WHAT YOU ARE ASKED TO DO: Replace every occurrence of "largest circle" in the data with "largest inscribed circle" and return all lines with no other changes.

Stored dataset items:
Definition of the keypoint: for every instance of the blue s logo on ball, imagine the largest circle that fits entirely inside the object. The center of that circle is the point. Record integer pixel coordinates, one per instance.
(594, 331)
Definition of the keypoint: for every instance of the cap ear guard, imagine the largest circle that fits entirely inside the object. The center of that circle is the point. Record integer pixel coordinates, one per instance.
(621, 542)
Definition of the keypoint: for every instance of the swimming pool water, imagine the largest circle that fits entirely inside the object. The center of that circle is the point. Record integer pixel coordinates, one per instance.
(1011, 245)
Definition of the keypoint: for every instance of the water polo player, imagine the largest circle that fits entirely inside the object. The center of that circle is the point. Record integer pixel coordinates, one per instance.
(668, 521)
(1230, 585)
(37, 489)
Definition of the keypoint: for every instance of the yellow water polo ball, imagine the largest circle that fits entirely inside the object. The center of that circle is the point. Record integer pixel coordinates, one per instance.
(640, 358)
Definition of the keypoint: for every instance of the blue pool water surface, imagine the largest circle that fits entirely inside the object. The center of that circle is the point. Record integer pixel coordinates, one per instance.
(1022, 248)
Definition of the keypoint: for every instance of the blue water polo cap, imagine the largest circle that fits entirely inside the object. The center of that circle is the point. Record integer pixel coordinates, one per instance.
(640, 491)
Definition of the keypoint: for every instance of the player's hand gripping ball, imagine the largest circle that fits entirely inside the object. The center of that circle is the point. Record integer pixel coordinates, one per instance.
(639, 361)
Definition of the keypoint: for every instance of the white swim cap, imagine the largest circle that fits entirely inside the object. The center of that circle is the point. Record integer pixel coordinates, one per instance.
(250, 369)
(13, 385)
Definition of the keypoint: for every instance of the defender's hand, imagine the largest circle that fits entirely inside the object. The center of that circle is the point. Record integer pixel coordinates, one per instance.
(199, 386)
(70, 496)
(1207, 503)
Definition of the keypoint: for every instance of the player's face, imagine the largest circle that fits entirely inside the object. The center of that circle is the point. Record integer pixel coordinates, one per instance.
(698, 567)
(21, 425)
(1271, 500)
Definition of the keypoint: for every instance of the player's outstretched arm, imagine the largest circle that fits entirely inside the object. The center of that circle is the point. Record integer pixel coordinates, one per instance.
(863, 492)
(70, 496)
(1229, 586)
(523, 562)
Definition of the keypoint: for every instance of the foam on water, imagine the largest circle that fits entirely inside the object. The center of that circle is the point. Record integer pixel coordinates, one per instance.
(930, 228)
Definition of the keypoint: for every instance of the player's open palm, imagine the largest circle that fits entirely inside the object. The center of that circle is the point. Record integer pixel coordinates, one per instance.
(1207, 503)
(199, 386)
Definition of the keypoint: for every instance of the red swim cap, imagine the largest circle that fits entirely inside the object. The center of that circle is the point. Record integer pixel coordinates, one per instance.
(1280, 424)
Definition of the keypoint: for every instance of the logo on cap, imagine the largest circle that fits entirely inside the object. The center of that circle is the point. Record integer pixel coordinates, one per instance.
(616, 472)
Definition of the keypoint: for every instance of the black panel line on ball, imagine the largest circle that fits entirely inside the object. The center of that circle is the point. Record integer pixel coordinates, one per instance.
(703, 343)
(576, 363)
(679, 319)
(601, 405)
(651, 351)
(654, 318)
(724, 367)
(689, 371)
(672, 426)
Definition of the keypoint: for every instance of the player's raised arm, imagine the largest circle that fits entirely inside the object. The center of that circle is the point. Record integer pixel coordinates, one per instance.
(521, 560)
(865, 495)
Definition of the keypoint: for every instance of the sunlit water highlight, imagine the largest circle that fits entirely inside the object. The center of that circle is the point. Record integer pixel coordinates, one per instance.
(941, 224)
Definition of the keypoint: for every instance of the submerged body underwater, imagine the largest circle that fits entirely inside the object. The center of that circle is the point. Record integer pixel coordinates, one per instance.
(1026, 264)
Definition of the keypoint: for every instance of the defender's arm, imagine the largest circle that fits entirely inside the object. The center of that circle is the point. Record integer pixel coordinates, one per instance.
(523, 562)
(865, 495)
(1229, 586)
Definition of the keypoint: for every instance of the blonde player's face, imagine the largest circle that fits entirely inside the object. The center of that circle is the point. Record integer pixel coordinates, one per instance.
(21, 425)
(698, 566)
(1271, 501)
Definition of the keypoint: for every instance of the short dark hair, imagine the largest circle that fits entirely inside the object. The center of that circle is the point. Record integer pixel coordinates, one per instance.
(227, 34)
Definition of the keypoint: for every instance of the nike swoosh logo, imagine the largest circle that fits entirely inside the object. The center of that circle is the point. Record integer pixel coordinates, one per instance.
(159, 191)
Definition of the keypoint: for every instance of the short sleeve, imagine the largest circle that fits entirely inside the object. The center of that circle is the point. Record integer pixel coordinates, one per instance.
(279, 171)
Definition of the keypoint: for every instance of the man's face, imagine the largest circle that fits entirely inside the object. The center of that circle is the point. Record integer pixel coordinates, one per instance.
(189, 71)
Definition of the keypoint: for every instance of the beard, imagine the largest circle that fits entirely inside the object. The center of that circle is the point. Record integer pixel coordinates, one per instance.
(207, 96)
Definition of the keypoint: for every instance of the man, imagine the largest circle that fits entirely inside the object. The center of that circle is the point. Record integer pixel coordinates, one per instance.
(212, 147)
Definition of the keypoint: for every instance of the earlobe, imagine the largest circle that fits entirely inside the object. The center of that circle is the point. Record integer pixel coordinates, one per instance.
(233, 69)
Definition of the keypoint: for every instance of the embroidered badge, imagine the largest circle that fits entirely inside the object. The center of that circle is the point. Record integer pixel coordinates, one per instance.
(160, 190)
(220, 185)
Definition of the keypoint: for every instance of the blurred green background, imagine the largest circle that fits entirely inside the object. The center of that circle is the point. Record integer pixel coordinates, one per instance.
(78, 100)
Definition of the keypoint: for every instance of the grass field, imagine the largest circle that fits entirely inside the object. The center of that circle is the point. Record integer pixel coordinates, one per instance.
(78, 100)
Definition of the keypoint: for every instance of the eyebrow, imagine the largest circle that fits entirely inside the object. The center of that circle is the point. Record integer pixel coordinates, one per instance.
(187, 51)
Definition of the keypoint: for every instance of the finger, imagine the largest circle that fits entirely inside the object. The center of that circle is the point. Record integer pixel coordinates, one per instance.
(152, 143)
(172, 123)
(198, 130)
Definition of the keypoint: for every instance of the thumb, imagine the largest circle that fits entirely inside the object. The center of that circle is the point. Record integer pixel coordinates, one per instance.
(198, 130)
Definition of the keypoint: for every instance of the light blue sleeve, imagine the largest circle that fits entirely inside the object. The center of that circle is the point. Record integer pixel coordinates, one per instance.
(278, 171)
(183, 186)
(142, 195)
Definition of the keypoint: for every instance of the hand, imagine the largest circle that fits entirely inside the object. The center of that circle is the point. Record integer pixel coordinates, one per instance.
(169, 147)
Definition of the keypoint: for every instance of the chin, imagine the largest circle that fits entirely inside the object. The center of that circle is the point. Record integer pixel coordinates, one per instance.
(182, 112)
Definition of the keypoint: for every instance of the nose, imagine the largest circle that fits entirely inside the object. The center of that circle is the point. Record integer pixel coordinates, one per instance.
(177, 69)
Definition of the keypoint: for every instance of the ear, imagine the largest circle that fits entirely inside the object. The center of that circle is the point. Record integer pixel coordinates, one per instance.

ANSWER:
Definition of the keypoint: for every instance of the blue s logo on ball, imagine the largest inscribed circle that fits entirely inside the object. The center of that circle is the point. Record integer pixel coordinates, one per instance.
(594, 331)
Definition of the keypoint: for every instance of the cap ear guard, imagine the largest inscribed circle that fits entirely inside the object. The center of that circle is the point. Record integer pixel coordinates, one per instance.
(621, 542)
Definition of the keypoint: for every instance of the swimming pool water, imagine the largest inscribed circle that fits entirely inside the object. The center of that circle is the point. Record integer pixel coordinates, one per instance.
(1011, 245)
Definition of the keypoint: for every instance of the water polo player, imagine the largest inscribed circle that fits entirely inside the object. The center of that circle is the point. Record integer pixel coordinates, one per instance.
(668, 521)
(1230, 585)
(37, 489)
Definition of the keypoint: for every instance of the yellow water polo ball, imagine the largest inscribed circle that fits entirely inside the object. The center of that circle is the point. Record integer pixel coordinates, one per instance.
(640, 358)
Definition of the keypoint: for every instance of the blue pool water surface, imagine the largest inscribed circle that fits entirely inside the object. The center of that circle is the point. Record integer pixel coordinates, one per instance.
(1022, 248)
Definition of the keypoint: for every instance of the blue water polo cap, imagine the largest inscribed circle that fits entirely inside the object. The center of that circle is the point. Record integer pixel coordinates, one per instance.
(640, 491)
Definition of the keypoint: for every instance of the player's hand gripping ball, imagine the largest inscribed circle that fits entirely inside the object. The center of that circle is the point. Record integer pixel coordinates, one per instance.
(639, 361)
Definition of the keypoint: for every instance of the white swim cap, imagine the largest inscribed circle that fits entirely inside the object. The center of that circle is the point. Record integer pixel coordinates, one per instance.
(250, 369)
(13, 385)
Definition of the keypoint: for every instance of the defender's hand, imagine the largest inscribed circle that fits entirely inside the object. The center of that circle is the point. Record integer pixel coordinates, one per instance.
(199, 386)
(70, 496)
(1207, 503)
Definition of the keypoint: for every instance of the player's face, imagine the largest inscribed circle that fits entirely inside the object. The center of that circle is the point. Record integer pixel coordinates, one per instance.
(698, 567)
(21, 425)
(1271, 500)
Definition of the keypoint: for every instance of the player's outstretched arm, imagine the largest inscribed circle that fits entirely inside the object. The center of that circle is the point. Record integer pixel coordinates, one per instance.
(863, 492)
(70, 496)
(1229, 586)
(523, 562)
Definition of the keypoint: for every instance of the foam on water, imagine the largest inscribed circle that fits entirely inside the object. The center of that circle is the point. Record integer pixel coordinates, one per instance.
(930, 228)
Definition of the keypoint: for every instance of the player's open palm, imagine the largest inscribed circle that fits entirely inside the object. The center of that circle is the point. Record integer pixel coordinates, one per instance.
(1207, 503)
(199, 386)
Definition of the keypoint: for every instance of the red swim cap, imagine the largest inscribed circle that fits entirely inside the object. The center of that circle is the point. Record integer pixel coordinates, one per instance.
(1280, 424)
Definition of the keypoint: for every instance of the logo on cap, imagine the largest inscribed circle that fits entirely inside the object. The center of that circle is the point. Record integer pixel coordinates, one per instance.
(616, 472)
Definition of the keypoint: for every instance of the black panel line on ball, imagine the largest inscribed circle that fits entirely inside the object. The center of that circle is the point. Record integer pixel coordinates, one per instance.
(703, 343)
(576, 363)
(679, 319)
(601, 405)
(651, 351)
(654, 318)
(724, 367)
(689, 371)
(672, 426)
Definition of the keypoint: for every instance of the player's raised arm, imagine the largest inscribed circle that fits entirely inside the object. The center of that circle is the point. Record integer pixel coordinates, one per instance.
(521, 560)
(865, 495)
Definition of the keypoint: for every instance of the sunlit water highlight, imagine the largest inscribed circle that fits entirely inside the object. The center of that circle is the point. Record integer pixel coordinates, one per instance.
(941, 224)
Definition of the keypoint: for every instance of the submerged body underwater, imagine the largest inscribed circle that fits entirely inside the object. The center of that circle is the point. Record integer pixel coordinates, one per instance.
(1026, 264)
Definition of the keypoint: for every instance of the defender's arm, imagine the largest inscribed circle that fits entirely inside the object. The center of that circle is the point. Record integer pixel coordinates, one per instance.
(523, 562)
(865, 495)
(1229, 586)
Definition of the keypoint: for every instance of the blonde player's face, imagine the largest inscribed circle that fits entirely inside the object. The center of that circle is the point. Record integer pixel coordinates, one per instance.
(21, 425)
(698, 566)
(1271, 501)
Definition of the keypoint: for every instance of the short dark hair, imagine the largest inscribed circle that fits entirely inside the object. The center of that circle is the point. Record integer pixel coordinates, one per instance.
(227, 34)
Definition of the keypoint: for every instance of the nike swoosh logo, imagine the largest inscribed circle that fits entirely inside the object. The center of that circle is the point. Record integer pixel coordinates, one per instance.
(159, 191)
Definition of the keypoint: for every instance of the short sleeve, imagine the largest inscribed circle that fits entirely inside the object. The center of that circle is the point. Record integer pixel coordinates, one per instance.
(279, 171)
Definition of the keypoint: for every instance of the man's face, imagine the largest inscribed circle that fits entirely inside the object. The center of that circle is the point. Record integer pixel coordinates, one per instance.
(189, 71)
Definition of the keypoint: for every instance of the beard, imagine the largest inscribed circle that fits entirely inside the object. The center of that circle is the point. Record integer pixel coordinates, one per instance.
(207, 96)
Definition of the keypoint: for every instance of the man, imagine the largest inscribed circle that fits entirely inside the object. The center of that circle is the point. Record integer pixel coordinates, one per instance.
(212, 147)
Definition of the keypoint: for every instance of the earlobe, imagine the largest inscribed circle that fits entirely inside the object. The center of that circle is the point. Record integer pixel coordinates, one per instance.
(233, 69)
Definition of the keypoint: for every instance of the embroidered badge, imagine the largest inscribed circle that fits entirely inside the object. The center of that circle is the point. Record integer pixel coordinates, one per instance.
(160, 190)
(220, 185)
Definition of the keypoint: for every instance of the blurred green background, imagine the largest inscribed circle that fits entirely inside the object. The center of that circle is the point. Record integer pixel coordinates, one per instance.
(78, 100)
Definition of the keypoint: for every instance of the grass field, imagine the largest inscribed circle that fits entirely inside the object. The center of that circle is the point. Record integer pixel coordinates, one per instance.
(78, 100)
Definition of the keypoint: for every instance of the eyebrow, imagine the largest inscribed circle that fits entirely inside the object. The center of that circle is the point. Record integer pixel coordinates, one per instance.
(187, 51)
Definition of the keypoint: for every instance of the finger, imagine the largest inscribed circle that fits entirely inside the object. The center of that circle is the point. Record integer pixel coordinates, one per instance.
(152, 143)
(172, 123)
(198, 130)
Definition of the keypoint: for every instance of the thumb, imagine the largest inscribed circle that fits entirely inside the object. The center of that circle is the point. Record integer pixel coordinates, one per instance.
(198, 130)
Definition of the keypoint: for every instance of the light blue sleeve, imagine the largest inscribed circle that fits entirely inside the object. The center of that circle is the point. Record integer pixel coordinates, one per instance.
(278, 171)
(183, 186)
(142, 195)
Definition of the keypoint: for every instance of the hand, imagine the largest inscribed circle that fits entirely inside the object. The center of that circle is the point. Record integer pixel coordinates, one per instance.
(169, 147)
Definition of the keypoint: for every instance of the chin, imagine the largest inscribed circle that fits entirely inside the object. The center of that circle is the point. Record integer pixel coordinates, one per instance.
(182, 112)
Definition of the keypoint: for every instance of the nose, imagine the largest inscribed circle that fits entirely inside the object. The center of that circle is the point. Record integer pixel coordinates, one per instance.
(177, 69)
Definition of the keypoint: for every instance of the ear, imagine the largest inscribed circle that fits entirely inside the object. The center of that circle is the point. Record integer pixel coordinates, one per instance.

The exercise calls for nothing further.